### [SOURCE]
* start *

First auxiliary request:

As regards the feature "provides a barrier": this was not a clear feature, and could not be put into practice by the skilled person as the description provided no information on how to provide this barrier. As regards the feature "prevents liquid spreading": this feature was only part of the actual feature disclosed, as it did not specify in which direction the liquid spreading should be considered.

Second auxiliary request:

As a disclaimer in relation to D1 the feature "non apertured" should not be allowed because disclaimers were only acceptable to avoid state of the art which was accidentally novelty destroying. In the present case, however, D1 was also important for assessing inventive step. Further, disclaimers were only allowable to disclaim specific values or parts of ranges from a range claimed. This presupposed a range having been disclosed in the claim, which was not the case here.

As a negative feature it should not be allowed according to the principles set out in decision T 170/87; but even if allowed it could not distinguish claim 1 from D26.

The feature "highly compressed" could not distinguish the second layer from the one disclosed in D26 as it was a feature without a specific meaning.

If one considered that the wording "highly compressed" meant that the second layer was "more compressed than the first layer", as the Opposition Division had done, it was evident that the second layer of the article disclosed in D26 had to be more dense than the first layer. It was further obvious to incorporate into the article of D26 the teachings of D3, which had the advantage of providing more stiffness to the article as well as better liquid spreading in the article. There was sufficient documentary evidence in the file showing similar arrangements in which the second layer was more dense than the first layer. Gel blocking was only a problem at high concentrations of SAM in the first layer. With lower SAM concentrations in the first layer there was no such problem; wicking could then be provided by the second layer.

Third auxiliary request:

Firstly this request should not be admitted as it was late filed, only at the oral proceedings, so Appellant II had not had the opportunity to prepare itself therefor. Secondly, the feature "narrower than the first layer" introduced unclarity into the claim. Finally, the added feature resulted in an inadmissible extension of subject-matter as it had been consistently disclosed together with the feature that the second layer was shorter than the first layer. The latter did not, however feature in the claim.

Novelty was not an issue because D26 did not disclose the second layer as being narrower than the first layer. For inventive step one should start from D3, from which the claim distinguished itself only by the feature of the presence of SAM in the first layer in a quantity of 10-50 percent by weight. There was no prejudice against using SAM in the first layer and the advantages of doing this were evident to the skilled person from D26; inventive step should thus be denied.

Reasons for the Decision

1. The appeals are admissible.

2. Amendments (Articles 84 and 123(2) and (3) EPC)

2.1. In the claims 1 of all requests the following indicates amendments that have been made to claim 1 as granted, together with the basis for the amendments in the originally filed application documents:

- the first absorbent layer now consists of a mixture of hydrophilic fibres and SAM instead of "comprises" such a mixture. The basis therefor can be found on page 4, lines 15 to 27 and page 9, lines 13 to 21 of the original application, which do not refer to anything other than fibres and SAM being in the first layer.

* end *

Items stored from a collection
* start *

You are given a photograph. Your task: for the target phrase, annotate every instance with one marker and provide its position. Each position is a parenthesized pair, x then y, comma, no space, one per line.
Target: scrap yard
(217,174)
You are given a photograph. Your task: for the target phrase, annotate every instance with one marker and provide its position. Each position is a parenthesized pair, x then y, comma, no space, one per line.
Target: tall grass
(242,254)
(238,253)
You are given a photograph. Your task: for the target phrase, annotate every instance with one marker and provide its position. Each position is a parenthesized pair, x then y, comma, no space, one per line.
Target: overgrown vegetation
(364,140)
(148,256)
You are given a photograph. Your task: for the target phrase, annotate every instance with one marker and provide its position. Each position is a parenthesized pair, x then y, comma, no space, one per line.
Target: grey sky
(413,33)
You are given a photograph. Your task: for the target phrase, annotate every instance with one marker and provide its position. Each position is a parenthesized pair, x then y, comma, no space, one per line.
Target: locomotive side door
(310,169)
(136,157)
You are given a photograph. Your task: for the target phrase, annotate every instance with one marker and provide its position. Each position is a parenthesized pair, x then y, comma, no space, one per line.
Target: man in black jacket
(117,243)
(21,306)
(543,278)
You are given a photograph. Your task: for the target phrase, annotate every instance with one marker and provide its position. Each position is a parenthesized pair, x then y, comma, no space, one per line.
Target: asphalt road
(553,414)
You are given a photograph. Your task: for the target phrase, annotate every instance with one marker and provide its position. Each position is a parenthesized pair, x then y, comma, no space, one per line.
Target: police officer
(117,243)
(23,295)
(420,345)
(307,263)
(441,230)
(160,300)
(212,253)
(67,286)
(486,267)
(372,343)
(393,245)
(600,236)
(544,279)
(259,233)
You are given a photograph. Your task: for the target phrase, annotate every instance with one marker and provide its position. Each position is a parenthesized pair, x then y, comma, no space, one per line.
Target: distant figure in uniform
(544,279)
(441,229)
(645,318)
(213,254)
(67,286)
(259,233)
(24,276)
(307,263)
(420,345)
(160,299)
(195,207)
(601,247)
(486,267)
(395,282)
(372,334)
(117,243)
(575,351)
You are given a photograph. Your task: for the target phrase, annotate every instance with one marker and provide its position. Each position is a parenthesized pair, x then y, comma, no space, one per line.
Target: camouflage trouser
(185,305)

* end *

### [WHAT THE EXERCISE ASKS]
Can you quote the patent appeal text word for word, starting at the words "Reasons for the" and ending after "being in the first layer."?

### [RESPONSE TO THIS TASK]
Reasons for the Decision

1. The appeals are admissible.

2. Amendments (Articles 84 and 123(2) and (3) EPC)

2.1. In the claims 1 of all requests the following indicates amendments that have been made to claim 1 as granted, together with the basis for the amendments in the originally filed application documents:

- the first absorbent layer now consists of a mixture of hydrophilic fibres and SAM instead of "comprises" such a mixture. The basis therefor can be found on page 4, lines 15 to 27 and page 9, lines 13 to 21 of the original application, which do not refer to anything other than fibres and SAM being in the first layer.